— Start Available data —

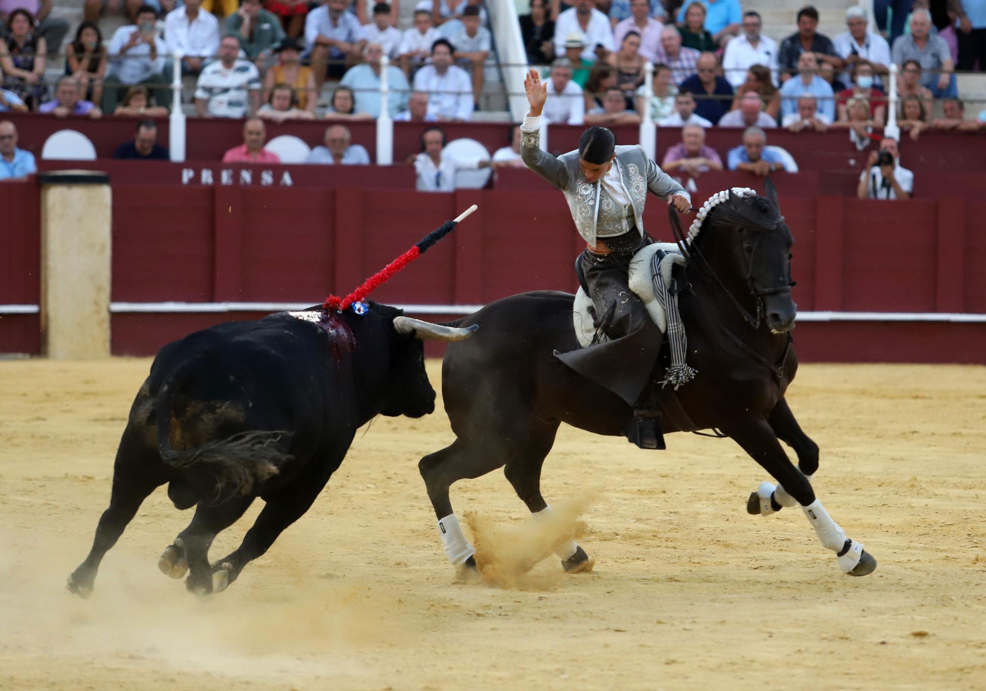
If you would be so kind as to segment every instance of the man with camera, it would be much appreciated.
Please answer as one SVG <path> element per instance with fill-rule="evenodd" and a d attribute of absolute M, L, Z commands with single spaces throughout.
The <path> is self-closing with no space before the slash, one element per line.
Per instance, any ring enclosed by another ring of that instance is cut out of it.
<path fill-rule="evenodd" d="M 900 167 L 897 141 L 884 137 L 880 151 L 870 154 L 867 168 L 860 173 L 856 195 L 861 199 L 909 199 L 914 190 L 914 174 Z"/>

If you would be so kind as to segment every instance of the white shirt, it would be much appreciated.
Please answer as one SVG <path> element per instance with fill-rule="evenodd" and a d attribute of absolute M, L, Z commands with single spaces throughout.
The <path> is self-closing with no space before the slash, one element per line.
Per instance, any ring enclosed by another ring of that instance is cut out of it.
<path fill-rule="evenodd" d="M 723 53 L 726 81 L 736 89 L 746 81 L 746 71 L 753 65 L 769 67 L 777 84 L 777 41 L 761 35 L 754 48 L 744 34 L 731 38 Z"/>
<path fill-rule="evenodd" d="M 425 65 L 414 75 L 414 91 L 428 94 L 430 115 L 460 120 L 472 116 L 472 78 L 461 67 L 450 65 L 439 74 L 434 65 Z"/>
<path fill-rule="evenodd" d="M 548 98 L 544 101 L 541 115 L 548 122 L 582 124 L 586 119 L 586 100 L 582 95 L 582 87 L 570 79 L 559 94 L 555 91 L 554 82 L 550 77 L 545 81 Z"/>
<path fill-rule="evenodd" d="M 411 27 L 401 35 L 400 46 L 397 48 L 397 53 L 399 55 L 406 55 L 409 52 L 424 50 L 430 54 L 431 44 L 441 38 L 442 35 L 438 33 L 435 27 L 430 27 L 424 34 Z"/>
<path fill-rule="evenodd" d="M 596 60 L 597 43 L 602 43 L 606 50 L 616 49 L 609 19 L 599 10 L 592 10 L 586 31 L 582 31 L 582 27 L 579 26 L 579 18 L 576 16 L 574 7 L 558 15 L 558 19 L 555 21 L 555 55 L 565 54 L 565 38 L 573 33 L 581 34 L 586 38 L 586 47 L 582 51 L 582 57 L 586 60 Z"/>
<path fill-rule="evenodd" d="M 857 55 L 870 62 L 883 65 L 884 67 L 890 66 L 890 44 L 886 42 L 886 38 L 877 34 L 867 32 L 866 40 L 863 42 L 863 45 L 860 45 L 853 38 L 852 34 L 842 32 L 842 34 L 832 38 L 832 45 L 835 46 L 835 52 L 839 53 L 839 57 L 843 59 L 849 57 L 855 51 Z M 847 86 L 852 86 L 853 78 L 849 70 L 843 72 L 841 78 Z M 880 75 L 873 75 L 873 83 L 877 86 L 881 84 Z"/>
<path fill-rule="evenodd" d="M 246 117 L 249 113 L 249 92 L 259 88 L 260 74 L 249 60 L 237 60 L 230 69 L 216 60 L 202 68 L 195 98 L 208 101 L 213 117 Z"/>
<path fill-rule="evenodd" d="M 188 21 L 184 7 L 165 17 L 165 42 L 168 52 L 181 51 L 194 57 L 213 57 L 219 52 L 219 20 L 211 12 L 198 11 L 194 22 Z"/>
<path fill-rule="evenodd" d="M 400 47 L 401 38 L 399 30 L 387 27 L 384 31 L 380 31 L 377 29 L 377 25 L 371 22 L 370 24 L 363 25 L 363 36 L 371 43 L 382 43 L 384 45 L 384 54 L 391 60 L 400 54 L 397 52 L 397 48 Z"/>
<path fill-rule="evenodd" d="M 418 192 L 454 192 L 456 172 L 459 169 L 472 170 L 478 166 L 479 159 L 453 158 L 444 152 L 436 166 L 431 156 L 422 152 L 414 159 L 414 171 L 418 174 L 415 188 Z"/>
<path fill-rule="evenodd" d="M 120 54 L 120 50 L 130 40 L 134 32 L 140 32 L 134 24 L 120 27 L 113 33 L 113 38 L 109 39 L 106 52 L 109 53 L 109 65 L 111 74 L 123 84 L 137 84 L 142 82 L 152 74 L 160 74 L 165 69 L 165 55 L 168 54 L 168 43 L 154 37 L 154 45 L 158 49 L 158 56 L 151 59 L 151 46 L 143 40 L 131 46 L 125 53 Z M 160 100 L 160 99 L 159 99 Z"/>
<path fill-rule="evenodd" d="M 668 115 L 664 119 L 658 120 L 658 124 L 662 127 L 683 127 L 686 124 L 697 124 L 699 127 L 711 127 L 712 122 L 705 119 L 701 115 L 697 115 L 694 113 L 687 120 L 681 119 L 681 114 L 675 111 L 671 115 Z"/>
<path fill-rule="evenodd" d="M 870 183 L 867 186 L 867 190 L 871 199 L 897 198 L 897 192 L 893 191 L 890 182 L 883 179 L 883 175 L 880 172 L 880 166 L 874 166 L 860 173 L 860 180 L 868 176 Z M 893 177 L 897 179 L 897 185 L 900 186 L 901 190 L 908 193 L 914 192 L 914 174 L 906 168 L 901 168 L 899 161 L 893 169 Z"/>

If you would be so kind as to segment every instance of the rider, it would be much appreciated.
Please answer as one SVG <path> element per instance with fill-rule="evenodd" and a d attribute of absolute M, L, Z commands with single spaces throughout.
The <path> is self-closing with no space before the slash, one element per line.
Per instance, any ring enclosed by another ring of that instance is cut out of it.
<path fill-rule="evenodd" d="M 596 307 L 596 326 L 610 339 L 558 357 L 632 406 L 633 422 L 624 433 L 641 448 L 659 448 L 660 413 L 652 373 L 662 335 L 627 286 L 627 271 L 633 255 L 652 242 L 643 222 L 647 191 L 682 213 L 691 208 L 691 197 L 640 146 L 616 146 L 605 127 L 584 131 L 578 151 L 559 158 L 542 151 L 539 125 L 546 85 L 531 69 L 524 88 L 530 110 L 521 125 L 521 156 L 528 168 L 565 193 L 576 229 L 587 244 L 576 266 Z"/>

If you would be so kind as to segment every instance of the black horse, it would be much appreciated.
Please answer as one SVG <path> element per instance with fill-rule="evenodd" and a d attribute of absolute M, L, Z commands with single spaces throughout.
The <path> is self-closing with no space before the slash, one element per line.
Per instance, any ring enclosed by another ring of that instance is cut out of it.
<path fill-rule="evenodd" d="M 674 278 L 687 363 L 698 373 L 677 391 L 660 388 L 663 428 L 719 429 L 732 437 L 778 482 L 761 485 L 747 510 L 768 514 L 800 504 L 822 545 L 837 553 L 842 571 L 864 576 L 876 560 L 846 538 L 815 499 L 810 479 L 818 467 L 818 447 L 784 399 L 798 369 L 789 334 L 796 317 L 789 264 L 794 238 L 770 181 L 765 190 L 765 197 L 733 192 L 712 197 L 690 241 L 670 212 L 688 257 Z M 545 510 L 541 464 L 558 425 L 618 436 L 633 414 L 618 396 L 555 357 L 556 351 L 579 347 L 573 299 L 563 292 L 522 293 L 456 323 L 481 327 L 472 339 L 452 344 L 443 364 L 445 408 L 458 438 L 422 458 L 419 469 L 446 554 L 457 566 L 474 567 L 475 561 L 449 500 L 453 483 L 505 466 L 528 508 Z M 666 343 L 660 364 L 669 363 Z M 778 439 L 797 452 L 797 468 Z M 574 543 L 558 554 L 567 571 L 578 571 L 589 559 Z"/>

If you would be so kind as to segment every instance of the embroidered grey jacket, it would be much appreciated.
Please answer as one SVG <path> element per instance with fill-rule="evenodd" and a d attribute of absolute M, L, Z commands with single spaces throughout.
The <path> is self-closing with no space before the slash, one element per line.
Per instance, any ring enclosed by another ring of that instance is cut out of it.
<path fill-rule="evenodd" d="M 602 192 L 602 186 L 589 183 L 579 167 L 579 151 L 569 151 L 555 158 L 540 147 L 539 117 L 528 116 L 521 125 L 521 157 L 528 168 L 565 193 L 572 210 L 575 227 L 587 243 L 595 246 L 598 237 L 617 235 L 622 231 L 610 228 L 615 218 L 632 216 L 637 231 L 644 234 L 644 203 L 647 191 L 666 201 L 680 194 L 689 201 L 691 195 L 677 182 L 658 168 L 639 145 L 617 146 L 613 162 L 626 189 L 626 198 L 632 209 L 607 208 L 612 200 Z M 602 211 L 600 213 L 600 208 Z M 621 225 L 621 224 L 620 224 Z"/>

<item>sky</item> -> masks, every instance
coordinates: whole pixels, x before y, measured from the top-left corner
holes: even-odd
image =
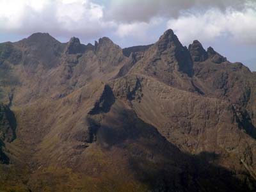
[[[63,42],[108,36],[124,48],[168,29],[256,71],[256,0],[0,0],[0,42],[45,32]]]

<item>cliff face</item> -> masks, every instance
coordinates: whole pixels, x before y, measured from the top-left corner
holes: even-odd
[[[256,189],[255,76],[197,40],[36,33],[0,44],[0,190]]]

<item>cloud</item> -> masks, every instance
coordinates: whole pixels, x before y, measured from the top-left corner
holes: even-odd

— End Available data —

Requirement:
Reproduce the rows from the line with "shirt, it would be much appreciated." up to and including the line with "411 27 L 401", swapping "white shirt" for "blue shirt" and leaving everything else as it is.

Final result:
If you would be so kind as to segment every instance of the blue shirt, it would be much appreciated.
Please answer as one SVG <path> element per instance with fill-rule="evenodd" and a d attribute of absolute M, L, Z commands with single spaces throughout.
The <path> is self-closing with no space before the slash, one element per line.
Per instance, any ring enclosed by another ring of that instance is cut out of it.
<path fill-rule="evenodd" d="M 723 53 L 726 81 L 736 89 L 746 81 L 746 71 L 753 65 L 769 67 L 777 84 L 777 41 L 761 35 L 754 48 L 744 34 L 731 38 Z"/>
<path fill-rule="evenodd" d="M 425 65 L 414 75 L 414 91 L 428 94 L 430 115 L 460 120 L 472 116 L 472 78 L 461 67 L 450 65 L 439 74 L 434 65 Z"/>
<path fill-rule="evenodd" d="M 548 98 L 544 101 L 541 115 L 548 122 L 582 124 L 586 119 L 586 100 L 582 95 L 582 87 L 570 79 L 559 94 L 555 91 L 554 82 L 550 77 L 545 81 Z"/>
<path fill-rule="evenodd" d="M 411 27 L 401 35 L 400 46 L 397 48 L 397 53 L 399 55 L 406 55 L 409 52 L 424 50 L 430 54 L 431 44 L 441 38 L 442 35 L 438 33 L 435 27 L 430 27 L 424 34 Z"/>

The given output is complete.